## Статья
****************************************

Записки бухарского гостя - Фазлаллах ибн Рузбихан
/122б/ Описание праздника, устроенного в первый деньего высочеством Мухаммад-Тимур-султаном в Баг-и Нау[379]
В этот раз пребывание обладателя престола имамата в этом веселящем сердце городе продолжалось четыре дня. В первый день, когда среди цветов сада Баг-и Нау разбили величавый шатер наместничества и проворные [слуги] искусно и красиво убрали праздничное место собрания, в этот блистательный день его высочество прибежище султанской власти Мухаммад-Тимур-султан, предварительно устроив все необходимое для торжества, распахнул перед прибывающими ворота щедрости и снисхождения к накрытым столам. Состоялось превеликое пиршество и роскошное собрание до тех пор, пока на небесный стол и скатерть поставили Млечный путь и звездные кубки. Никто не видывал столь роскошного стола.
Люди занимали места вокруг этого просторного и возвышенного места по сословиям, согласно различию степеней и чинов. Вельможи и эмиры славных войск расположились и заняли места под тенью больших зонтов и шатров.

****************************************

## Фрагмент данных
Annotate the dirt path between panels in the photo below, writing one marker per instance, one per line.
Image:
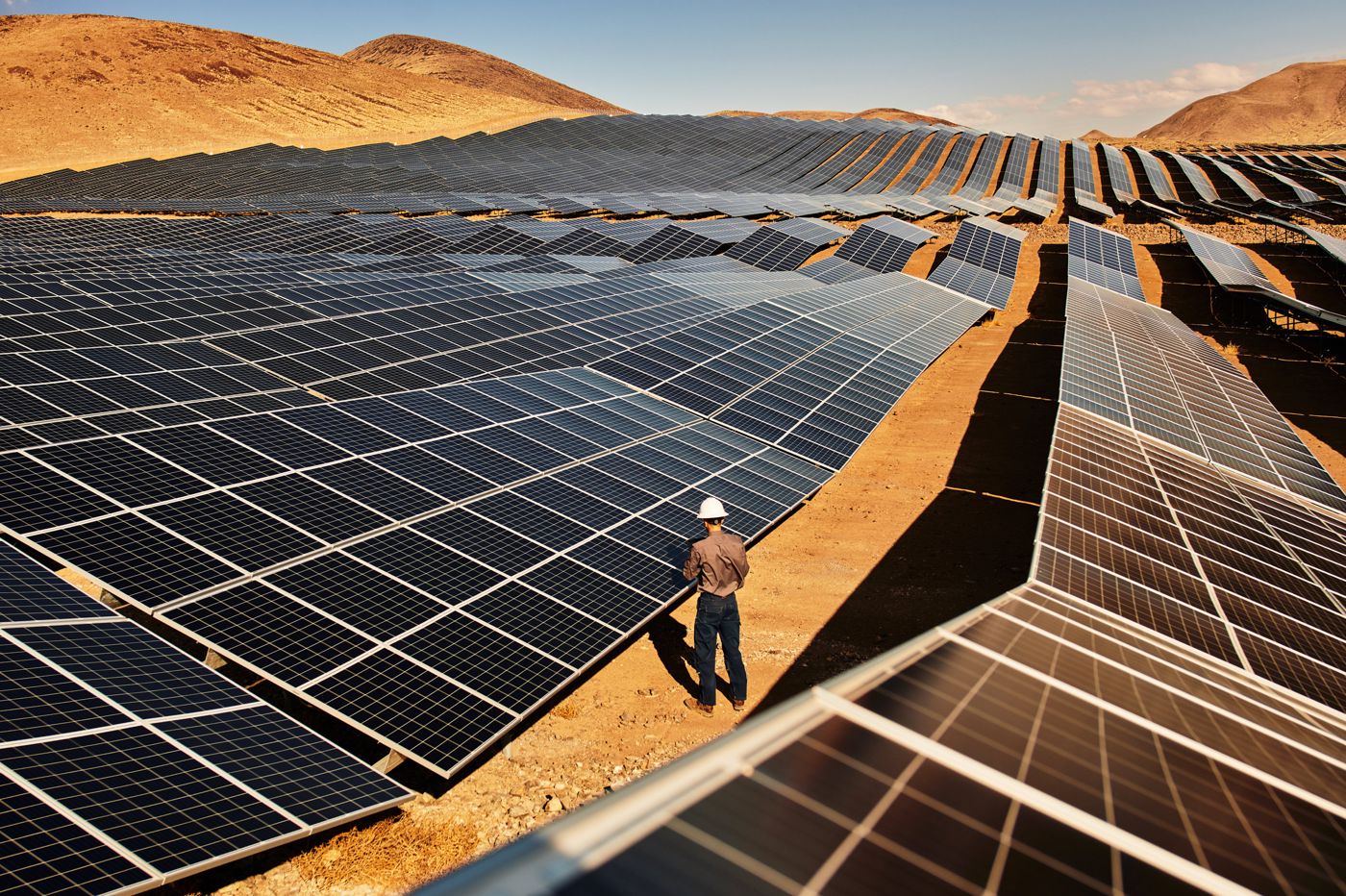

****************************************

## Задание
Продублируйте фрагмент статьи от слов «Записки бухарского гостя» вниз до слов «столь роскошного стола.».

## Выполненное задание
Записки бухарского гостя - Фазлаллах ибн Рузбихан
/122б/ Описание праздника, устроенного в первый деньего высочеством Мухаммад-Тимур-султаном в Баг-и Нау[379]
В этот раз пребывание обладателя престола имамата в этом веселящем сердце городе продолжалось четыре дня. В первый день, когда среди цветов сада Баг-и Нау разбили величавый шатер наместничества и проворные [слуги] искусно и красиво убрали праздничное место собрания, в этот блистательный день его высочество прибежище султанской власти Мухаммад-Тимур-султан, предварительно устроив все необходимое для торжества, распахнул перед прибывающими ворота щедрости и снисхождения к накрытым столам. Состоялось превеликое пиршество и роскошное собрание до тех пор, пока на небесный стол и скатерть поставили Млечный путь и звездные кубки. Никто не видывал столь роскошного стола.